ACTION ITEM:
Restate each record below word for word, skipping images.

***** RECORDS FOR PROCESSING *****

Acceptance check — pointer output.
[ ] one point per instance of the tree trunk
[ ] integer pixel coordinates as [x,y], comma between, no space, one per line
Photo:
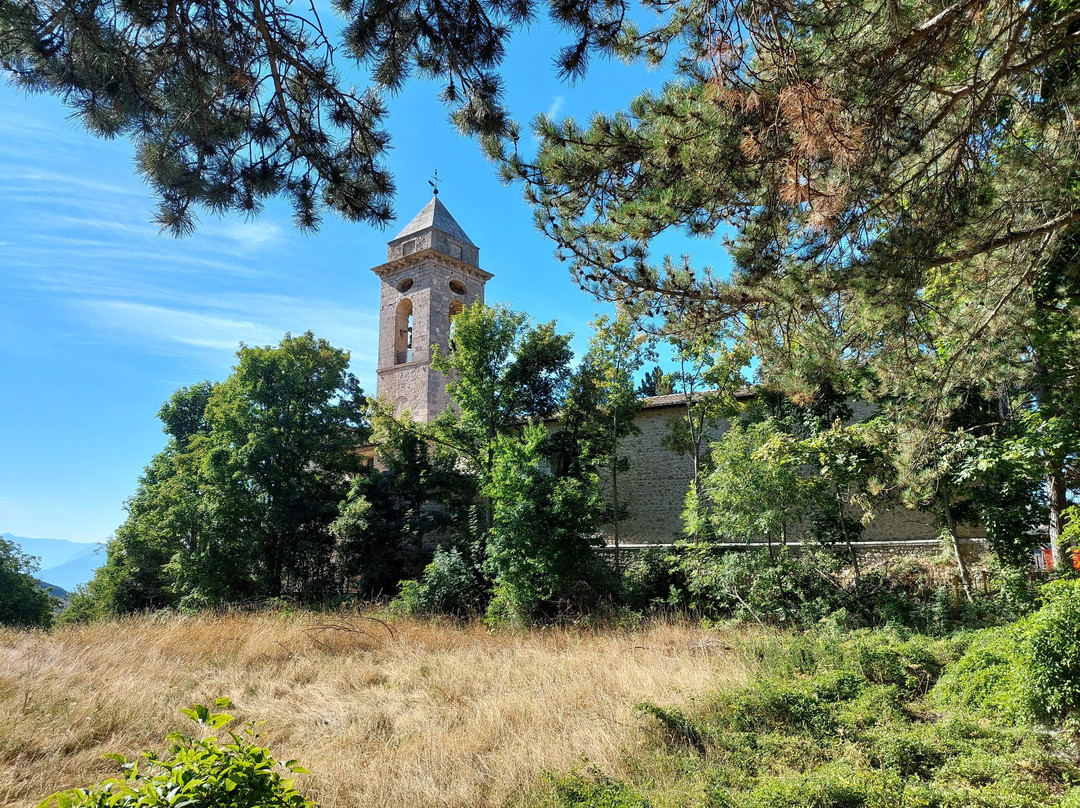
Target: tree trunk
[615,488]
[1055,482]
[847,538]
[1056,505]
[961,565]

*****

RESULT OF THE EXERCISE:
Acceptance check — pointer output.
[ ] one point per instance of the tree trunk
[ ] integer pixel coordinates as [x,y], comma between, no space, one per line
Photo:
Target: tree trunk
[615,488]
[1055,482]
[847,538]
[1056,505]
[961,565]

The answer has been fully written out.